- [Extracted data]:
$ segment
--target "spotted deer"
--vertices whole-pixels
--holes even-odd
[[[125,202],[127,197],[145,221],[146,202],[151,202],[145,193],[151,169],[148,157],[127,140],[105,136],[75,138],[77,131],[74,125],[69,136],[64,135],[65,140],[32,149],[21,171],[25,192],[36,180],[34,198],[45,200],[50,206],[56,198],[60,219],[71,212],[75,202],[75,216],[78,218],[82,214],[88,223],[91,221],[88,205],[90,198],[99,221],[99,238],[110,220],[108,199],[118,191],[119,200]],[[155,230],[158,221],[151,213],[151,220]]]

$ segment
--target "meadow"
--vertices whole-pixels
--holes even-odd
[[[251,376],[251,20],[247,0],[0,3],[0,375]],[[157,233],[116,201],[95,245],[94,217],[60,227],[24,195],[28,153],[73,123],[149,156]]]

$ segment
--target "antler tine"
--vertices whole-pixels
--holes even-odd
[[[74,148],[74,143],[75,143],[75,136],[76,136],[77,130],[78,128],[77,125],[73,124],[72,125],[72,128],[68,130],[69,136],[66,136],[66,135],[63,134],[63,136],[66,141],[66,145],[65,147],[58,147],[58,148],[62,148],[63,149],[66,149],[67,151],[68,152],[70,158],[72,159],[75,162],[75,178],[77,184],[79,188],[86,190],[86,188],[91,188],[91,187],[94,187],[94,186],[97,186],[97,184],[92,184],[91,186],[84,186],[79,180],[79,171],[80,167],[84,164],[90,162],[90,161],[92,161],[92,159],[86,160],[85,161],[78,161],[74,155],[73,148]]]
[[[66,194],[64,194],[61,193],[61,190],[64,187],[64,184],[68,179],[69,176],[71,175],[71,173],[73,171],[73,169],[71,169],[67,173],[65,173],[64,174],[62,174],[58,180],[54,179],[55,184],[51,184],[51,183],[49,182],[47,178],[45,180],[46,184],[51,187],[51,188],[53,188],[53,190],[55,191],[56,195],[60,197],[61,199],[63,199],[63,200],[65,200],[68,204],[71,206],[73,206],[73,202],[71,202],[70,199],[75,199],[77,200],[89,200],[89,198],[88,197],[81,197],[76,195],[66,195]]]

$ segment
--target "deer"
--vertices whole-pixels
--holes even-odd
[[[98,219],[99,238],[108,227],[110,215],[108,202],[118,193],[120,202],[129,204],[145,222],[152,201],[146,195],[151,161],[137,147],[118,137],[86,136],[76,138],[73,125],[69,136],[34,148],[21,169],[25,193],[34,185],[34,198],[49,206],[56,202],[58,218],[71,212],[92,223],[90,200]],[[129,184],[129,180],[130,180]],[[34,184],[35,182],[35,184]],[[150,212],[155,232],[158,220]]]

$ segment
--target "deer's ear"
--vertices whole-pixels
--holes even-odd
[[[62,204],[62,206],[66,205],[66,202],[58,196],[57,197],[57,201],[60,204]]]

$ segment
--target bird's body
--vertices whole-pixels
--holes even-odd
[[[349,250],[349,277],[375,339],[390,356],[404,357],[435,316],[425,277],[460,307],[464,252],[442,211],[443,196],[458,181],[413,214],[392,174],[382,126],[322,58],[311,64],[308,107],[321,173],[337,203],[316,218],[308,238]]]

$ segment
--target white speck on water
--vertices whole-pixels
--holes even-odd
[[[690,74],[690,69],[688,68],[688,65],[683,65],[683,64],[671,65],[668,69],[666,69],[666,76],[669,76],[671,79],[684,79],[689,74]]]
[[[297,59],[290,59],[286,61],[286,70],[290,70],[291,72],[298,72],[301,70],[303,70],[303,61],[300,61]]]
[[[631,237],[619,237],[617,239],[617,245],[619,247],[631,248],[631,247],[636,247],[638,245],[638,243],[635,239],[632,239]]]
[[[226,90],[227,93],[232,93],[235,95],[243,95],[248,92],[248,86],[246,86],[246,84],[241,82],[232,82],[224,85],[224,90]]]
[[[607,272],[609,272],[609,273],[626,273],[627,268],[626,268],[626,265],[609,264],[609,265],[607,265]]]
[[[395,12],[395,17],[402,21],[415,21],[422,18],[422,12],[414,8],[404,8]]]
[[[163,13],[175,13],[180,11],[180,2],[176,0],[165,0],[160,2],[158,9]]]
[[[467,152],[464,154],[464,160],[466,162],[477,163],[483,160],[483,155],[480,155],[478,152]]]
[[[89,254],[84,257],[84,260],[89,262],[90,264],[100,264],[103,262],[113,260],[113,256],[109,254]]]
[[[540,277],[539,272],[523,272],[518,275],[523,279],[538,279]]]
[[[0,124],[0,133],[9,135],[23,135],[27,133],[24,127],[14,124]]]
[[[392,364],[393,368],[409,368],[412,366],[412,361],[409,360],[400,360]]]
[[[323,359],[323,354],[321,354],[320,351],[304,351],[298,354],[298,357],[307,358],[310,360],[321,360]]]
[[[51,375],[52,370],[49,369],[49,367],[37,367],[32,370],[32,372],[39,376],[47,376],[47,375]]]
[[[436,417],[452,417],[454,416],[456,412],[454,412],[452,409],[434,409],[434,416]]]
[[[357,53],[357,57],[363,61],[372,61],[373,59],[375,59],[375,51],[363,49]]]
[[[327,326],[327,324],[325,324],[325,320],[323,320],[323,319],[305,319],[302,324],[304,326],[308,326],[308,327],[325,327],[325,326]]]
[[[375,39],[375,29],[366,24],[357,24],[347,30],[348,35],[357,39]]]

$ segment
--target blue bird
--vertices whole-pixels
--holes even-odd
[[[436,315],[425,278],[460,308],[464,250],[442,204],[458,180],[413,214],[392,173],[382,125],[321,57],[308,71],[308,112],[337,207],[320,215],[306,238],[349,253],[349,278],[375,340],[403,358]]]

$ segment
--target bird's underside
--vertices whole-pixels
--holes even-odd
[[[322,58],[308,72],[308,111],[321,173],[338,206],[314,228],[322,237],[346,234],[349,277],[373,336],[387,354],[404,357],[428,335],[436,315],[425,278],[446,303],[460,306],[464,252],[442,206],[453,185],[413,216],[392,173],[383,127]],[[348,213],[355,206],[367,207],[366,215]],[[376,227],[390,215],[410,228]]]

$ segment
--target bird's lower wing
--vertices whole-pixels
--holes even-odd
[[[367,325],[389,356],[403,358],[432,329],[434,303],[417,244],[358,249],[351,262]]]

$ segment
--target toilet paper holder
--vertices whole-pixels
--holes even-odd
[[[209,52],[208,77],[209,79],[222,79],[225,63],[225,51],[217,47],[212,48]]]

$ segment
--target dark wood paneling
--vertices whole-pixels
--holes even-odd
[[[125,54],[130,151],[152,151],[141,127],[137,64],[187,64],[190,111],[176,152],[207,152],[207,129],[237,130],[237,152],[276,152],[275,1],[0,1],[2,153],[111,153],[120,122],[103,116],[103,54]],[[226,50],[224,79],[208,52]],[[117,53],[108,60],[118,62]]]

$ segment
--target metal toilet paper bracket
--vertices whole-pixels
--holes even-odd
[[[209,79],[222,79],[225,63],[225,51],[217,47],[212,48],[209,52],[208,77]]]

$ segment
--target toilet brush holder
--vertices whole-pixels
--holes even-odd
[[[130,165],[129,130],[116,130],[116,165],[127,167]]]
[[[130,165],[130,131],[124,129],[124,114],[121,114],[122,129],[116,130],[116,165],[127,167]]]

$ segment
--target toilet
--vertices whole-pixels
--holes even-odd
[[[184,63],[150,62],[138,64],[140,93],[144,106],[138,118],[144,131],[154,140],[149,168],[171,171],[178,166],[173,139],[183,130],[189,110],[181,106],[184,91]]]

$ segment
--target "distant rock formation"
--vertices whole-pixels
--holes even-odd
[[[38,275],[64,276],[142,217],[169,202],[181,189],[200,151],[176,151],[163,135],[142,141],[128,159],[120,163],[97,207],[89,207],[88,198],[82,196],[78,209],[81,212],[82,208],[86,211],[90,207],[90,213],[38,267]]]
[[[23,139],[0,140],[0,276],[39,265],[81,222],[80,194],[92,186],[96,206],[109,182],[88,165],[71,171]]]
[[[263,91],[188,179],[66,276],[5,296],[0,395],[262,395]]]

- [Written task]: How many lines in the listing above contain the string "deer"? Reply with the number alone.

- [Written solution]: 3